* [Exercise aim]: Rewrite the data below, substituting "mark a point" for every occurrence of "place a dot" and leaving everything else unchanged.

○ ○ ○ ○

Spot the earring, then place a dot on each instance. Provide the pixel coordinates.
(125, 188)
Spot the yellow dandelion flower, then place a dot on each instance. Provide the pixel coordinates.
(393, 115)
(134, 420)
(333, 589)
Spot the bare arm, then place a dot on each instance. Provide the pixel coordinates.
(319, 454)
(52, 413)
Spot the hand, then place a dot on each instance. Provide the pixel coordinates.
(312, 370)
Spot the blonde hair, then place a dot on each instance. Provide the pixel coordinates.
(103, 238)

○ ○ ○ ○

* [Output for this exercise]:
Spot the earring, then mark a point on each instance. Provide the pixel coordinates.
(125, 188)
Spot the yellow dandelion flower, then mark a point on each instance. Provide the pixel coordinates.
(393, 115)
(134, 420)
(333, 589)
Spot the bare arm, then mark a point on each instance. Provide the pixel coordinates.
(319, 454)
(52, 413)
Spot the hand, then mark a point on each instance. Provide the pixel coordinates.
(312, 370)
Spot the blonde hair, then mark a point on each instance. Provide the pixel coordinates.
(103, 238)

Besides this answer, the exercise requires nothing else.